**Document segment**
Men who are feeling down, depressed or suffering from anxiety are being encouraged to take action as part of a council campaign.
One in four of both men and women experience some kind of mental health problem in the course of a year, with anxiety and depression being the most common problems.
However, the difference is that women are more likely to recognise early warning signs and act on them but men often don’t. This campaign aims to change that.
HeadsUp, developed with the input of local men, has found that men are more likely to seek information online or turn to a family member or partner when they are feeling low.
The campaign goes live today, featuring the straplines ‘Tired of putting on an act’ and ‘Helping men stay happy.’ It directs men to a website (www.buckscc.gov.uk/headsup) with online check-ups, a toolkit of resources, case studies from local men and celebrities, a section encouraging partners and friends to look out for their man and ‘How to Keep Happy’ with hints and tips on how to stay well. There are also links to local and national support and information groups.
Martin Phillips, Cabinet Member for Community Engagement and Public Health said: “Men suffer from mental health problems like anxiety and depression at similar rates to women but are more likely to leave it until crisis point before they seek help.
“Men tend not to seek advice or help for their mental health early, yet nationally and locally the male suicide rate is consistently higher in men than women.
“The idea of the campaign is to approach the subject of mental health and wellbeing in men in a unique way. Based on what men in Buckinghamshire have told us we hope we can encourage men to keep happy and support them to seek help early if they need it. I would urge everyone in Buckinghamshire to visit the HeadsUp website and take a look at what’s out there. It may help you or someone you know get access to the advice or help needed to live a happier life.”
Dr John Pimm, Consultant Clinical Psychologist from the local NHS psychological therapies service Buckinghamshire Healthy Minds said: “National research suggests that men are less likely to seek help early, sometimes because they don’t recognise the symptoms of anxiety or depression, they are concerned about how other people may react or because they are not sure what to do. The reality is there is a lot of help available, and the earlier it is sought the better the outcome. HeadsUp includes a wealth of information from how to stay well, symptoms to look out for, and contact details - including Healthy Minds - for those who would like more help.”

**Actions to take**
a - Duplicate the passage of the HeadsUp campaign article that opens with the words containing "However, the difference" and closes with "to change that.".
b - According to the HeadsUp campaign article, what share of men and women experience some kind of mental health problem in the course of a year?
The data after this point has no connection to the HeadsUp campaign article.

(Gathered data)
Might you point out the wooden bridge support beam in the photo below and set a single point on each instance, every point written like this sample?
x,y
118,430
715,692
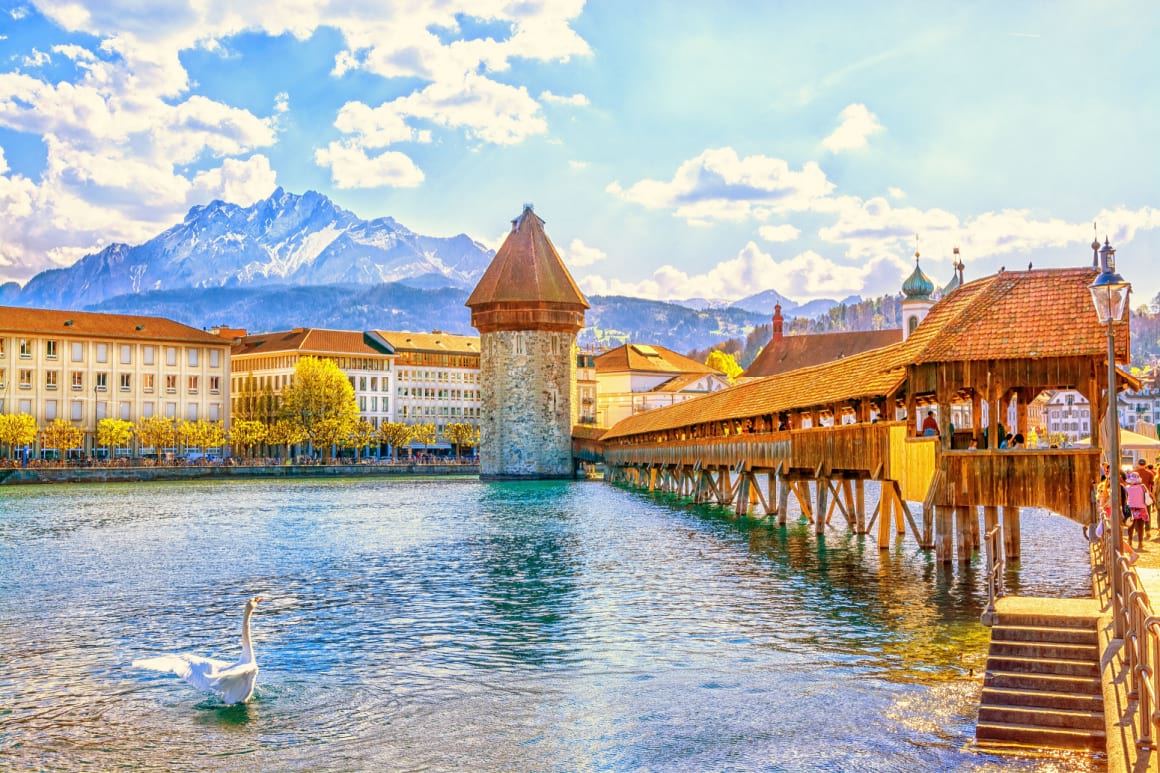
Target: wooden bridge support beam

**List of answers**
a -
However, the difference is that women are more likely to recognise early warning signs and act on them but men often don’t. This campaign aims to change that.

b - One in four of both men and women.